**Page extract**
--------------------------------------------------
Norah shows no sign of that whatsoever: she is suffering from some nondescript illness and has strange spots on her forearms and hands, which could be easily mistaken for vitiligo or liver spots. She covers them up with gloves, and that's the extent of the inconvenience brought about by her ongoing mutation. Outside of that she is conventionally attractive, chipper and no less social than your average bookish lady. In other words, her mutation barely shows any outer marks at all.

At the end of the game it is revealed that the husband had long ago discovered what she was and, knowing she would rather die of her illness than to leave him, had decided to trick her into going to the island and complete her mutation (now requiring some sort of bizarre ritual) so that she could be with her people and live. It's an odd plan that only makes sense upon superficial inspection, to say the least.

The multiple endings are the usual matter of choosing one of two buttons to see one video play instead of another: in one, Norah decides to go back home and spend a few more years with her husband before succumbing to her "illness", in the other she chooses to definitively give up her humanity and join the fish collective, or a romanticized, idealized, bizarrely aspirational vision of it, in which a generic "elder god" telepathically speaks to her in very paternal terms, disconcertingly calling her by her human name as she swims towards a bright light. Imagine Dagon referring to someone by their human name: "Come, Bob, come be a fish with us..." It's an irritatingly sanitized and edulcorated version of the mythos, made "safe for consumption" for an audience usually incompatible with it.

This is another baffling aspect of this game: you come away from it feeling like maybe it actually wasn't meant as a part of the Cthulhu mythos. After all it never mentions any mythos deity by name and, barring an easter egg nodding to the Marsh fish cannery in Innsmouth, there seems to be no direct connection to Lovecraft at all, which makes you wonder if we are looking at some sort of copyright-safe Lovecraft-adjacent piece of fiction, like Eternal Darkness on the Nintendo Gamecube was. A quick glance at the game's website dispels those doubts, however, as they are extremely unambiguous in positioning it as part of the Lovecraft lore, eveng going as far as analyzing the meaning of "lovecraftian" and how it applies to their vision with the horror element removed.

That removal is the only explanation for why they decided to omit any reference to specific elder gods, or any faithful representation of their form and behavior. It's not for copyright reasons, as lesser productions have used the Lovecraft brands very liberally before. One can throw the writers a bone and try to assume Norah is an unreliable narrator due to the gradual loss of her humanity, as such her perception of cosmic horrors is not the same as ours, but this is quite the stretch to make, especially given the stated intent of the designers. Taking the horror out of Lovecraft is an extremely bizarre choice, and a fool's errand at that, and the game's world suffers because of it.
--------------------------------------------------
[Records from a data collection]
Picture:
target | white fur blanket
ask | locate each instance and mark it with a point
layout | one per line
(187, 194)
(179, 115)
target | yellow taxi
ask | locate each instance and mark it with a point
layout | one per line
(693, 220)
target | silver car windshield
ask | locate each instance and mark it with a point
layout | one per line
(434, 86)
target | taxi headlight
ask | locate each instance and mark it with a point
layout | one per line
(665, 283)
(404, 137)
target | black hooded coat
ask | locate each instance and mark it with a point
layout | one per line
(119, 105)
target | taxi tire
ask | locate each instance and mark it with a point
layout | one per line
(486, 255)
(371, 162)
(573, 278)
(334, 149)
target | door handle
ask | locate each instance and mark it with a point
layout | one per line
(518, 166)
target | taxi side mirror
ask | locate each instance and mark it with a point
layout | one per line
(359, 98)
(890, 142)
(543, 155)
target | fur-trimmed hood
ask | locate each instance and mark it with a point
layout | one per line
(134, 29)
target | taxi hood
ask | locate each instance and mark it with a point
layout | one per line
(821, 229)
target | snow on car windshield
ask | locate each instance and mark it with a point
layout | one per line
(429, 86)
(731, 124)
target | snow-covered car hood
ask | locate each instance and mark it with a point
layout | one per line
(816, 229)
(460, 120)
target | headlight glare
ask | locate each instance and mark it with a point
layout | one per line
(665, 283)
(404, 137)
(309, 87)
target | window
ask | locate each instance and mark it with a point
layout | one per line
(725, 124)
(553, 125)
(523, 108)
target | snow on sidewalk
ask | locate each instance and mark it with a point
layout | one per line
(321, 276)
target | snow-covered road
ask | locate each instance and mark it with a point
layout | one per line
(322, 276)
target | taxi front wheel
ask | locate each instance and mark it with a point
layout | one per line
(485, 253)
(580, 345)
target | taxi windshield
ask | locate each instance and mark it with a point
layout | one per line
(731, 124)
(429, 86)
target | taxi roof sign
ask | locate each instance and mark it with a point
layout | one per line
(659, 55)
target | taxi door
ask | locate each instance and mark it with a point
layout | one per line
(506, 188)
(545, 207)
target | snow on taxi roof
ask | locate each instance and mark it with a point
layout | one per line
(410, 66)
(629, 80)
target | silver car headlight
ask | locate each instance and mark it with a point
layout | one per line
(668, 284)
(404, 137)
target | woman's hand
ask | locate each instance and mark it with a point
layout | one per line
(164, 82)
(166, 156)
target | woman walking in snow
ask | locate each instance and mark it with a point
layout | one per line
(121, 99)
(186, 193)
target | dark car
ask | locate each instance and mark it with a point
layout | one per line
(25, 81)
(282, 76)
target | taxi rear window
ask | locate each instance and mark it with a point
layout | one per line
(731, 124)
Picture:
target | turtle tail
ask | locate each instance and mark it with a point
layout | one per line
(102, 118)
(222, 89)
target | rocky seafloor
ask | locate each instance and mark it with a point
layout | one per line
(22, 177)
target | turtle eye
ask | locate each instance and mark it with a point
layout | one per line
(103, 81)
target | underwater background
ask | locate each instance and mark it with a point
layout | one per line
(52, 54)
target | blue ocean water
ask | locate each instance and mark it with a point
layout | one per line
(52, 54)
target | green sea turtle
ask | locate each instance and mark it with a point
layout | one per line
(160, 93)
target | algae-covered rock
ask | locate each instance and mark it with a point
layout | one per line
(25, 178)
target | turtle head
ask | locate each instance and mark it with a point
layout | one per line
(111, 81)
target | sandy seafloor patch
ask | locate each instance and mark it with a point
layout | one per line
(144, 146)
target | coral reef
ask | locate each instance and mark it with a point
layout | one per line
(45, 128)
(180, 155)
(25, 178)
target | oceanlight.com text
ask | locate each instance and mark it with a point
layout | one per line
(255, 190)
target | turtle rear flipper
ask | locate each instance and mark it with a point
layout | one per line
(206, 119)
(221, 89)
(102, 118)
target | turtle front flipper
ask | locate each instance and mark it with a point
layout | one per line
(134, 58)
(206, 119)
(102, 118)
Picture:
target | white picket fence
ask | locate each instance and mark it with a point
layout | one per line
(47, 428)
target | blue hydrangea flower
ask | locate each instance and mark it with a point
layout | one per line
--------------------------------------------------
**Aim of the exercise**
Repeat the part of the game review from "Norah shows no" up to and including "marks at all." word for word. The listing is separate material and has no connection to the game review.

**Task solution**
Norah shows no sign of that whatsoever: she is suffering from some nondescript illness and has strange spots on her forearms and hands, which could be easily mistaken for vitiligo or liver spots. She covers them up with gloves, and that's the extent of the inconvenience brought about by her ongoing mutation. Outside of that she is conventionally attractive, chipper and no less social than your average bookish lady. In other words, her mutation barely shows any outer marks at all.